_Document section_.
● ● ●

In the NYTimes today, an article about diet restrictions read,
Ms. Yayanos first dropped gluten, sugar and carbs on a friend’s advice after being mugged at gunpoint, a trauma that left her fending off panic attacks and depression. “Within 48 hours, it felt like a thick layer of gauze had been pulled off my brain,” she recalled. Now Ms. Yayanos revisits that diet whenever her mood drops. She’s noticed her friends experimenting with food, too, essentially “hacking” their bodies, tinkering with different fuels to reap feelings of clarity and energy.

● ● ●

_Supplied data_.

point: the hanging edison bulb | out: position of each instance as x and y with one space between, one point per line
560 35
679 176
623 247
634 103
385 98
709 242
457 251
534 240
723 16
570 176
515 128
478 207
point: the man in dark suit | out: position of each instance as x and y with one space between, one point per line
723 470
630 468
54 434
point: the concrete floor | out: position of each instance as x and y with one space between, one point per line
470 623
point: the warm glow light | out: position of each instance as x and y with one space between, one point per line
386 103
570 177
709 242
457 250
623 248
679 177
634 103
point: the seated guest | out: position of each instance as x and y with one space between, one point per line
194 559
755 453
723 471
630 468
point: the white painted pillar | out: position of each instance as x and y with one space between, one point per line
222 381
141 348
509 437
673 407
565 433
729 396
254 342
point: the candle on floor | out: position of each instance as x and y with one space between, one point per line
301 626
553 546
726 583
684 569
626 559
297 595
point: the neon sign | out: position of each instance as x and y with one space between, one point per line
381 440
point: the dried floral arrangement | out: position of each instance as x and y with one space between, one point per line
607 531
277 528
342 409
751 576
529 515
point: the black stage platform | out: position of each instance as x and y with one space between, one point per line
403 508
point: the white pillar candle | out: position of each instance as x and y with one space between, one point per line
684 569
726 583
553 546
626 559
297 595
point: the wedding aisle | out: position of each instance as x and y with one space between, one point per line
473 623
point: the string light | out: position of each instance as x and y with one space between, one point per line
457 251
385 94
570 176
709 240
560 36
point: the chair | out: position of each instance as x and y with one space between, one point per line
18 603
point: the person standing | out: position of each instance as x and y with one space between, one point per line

● ● ●

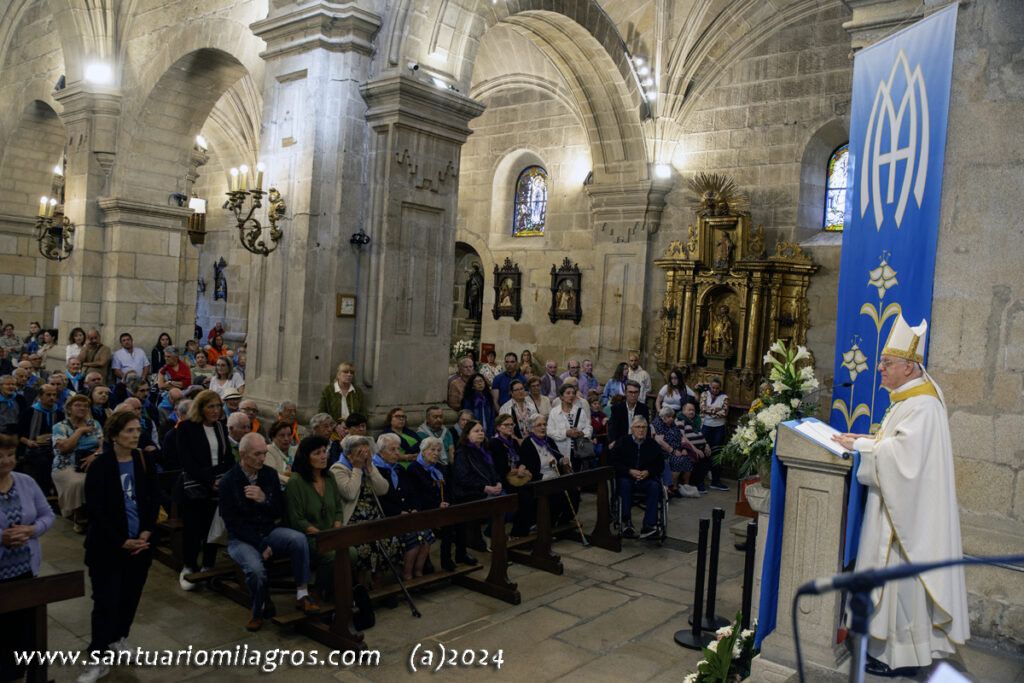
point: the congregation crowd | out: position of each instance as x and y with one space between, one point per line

● ● ●

_Questions to answer_.
1: In the diet article, which foods did Ms. Yayanos first drop? List them all.
2: Reproduce the stretch of the diet article from "In the NYTimes" through "clarity and energy.".
3: Pick up the diet article after its final sentence and carry it forward.
The records have no connection to the diet article.

_Set of answers_.
1: gluten, sugar, carbs

2:
In the NYTimes today, an article about diet restrictions read,
Ms. Yayanos first dropped gluten, sugar and carbs on a friend’s advice after being mugged at gunpoint, a trauma that left her fending off panic attacks and depression. “Within 48 hours, it felt like a thick layer of gauze had been pulled off my brain,” she recalled. Now Ms. Yayanos revisits that diet whenever her mood drops. She’s noticed her friends experimenting with food, too, essentially “hacking” their bodies, tinkering with different fuels to reap feelings of clarity and energy.

3:
"Hacking" your body? What a clever turn of phrase.... but I would call it simply making a change and then paying attention to how I feel, noticing the results of change and keeping, modifying or abandoning the adjustment. The metaphor of the hacker (the mind) vs the object being hacked (the body) has useful and not-so-useful imagery embedded in it. Hacking seems (to me) to imply forcing your will onto an inanimate, complicated, mysterious, and inscrutable object. At the sime time, I like the image of the patient, clever, quirky hacker determined to figure out how to feel vital and well. Vitality and wellness is not as complicated as we make it out to be! You try something and then pay attention to how you feel. Keep what you like, jettison what you don't. And try to keep it fun, don't suck all the energy out of the room.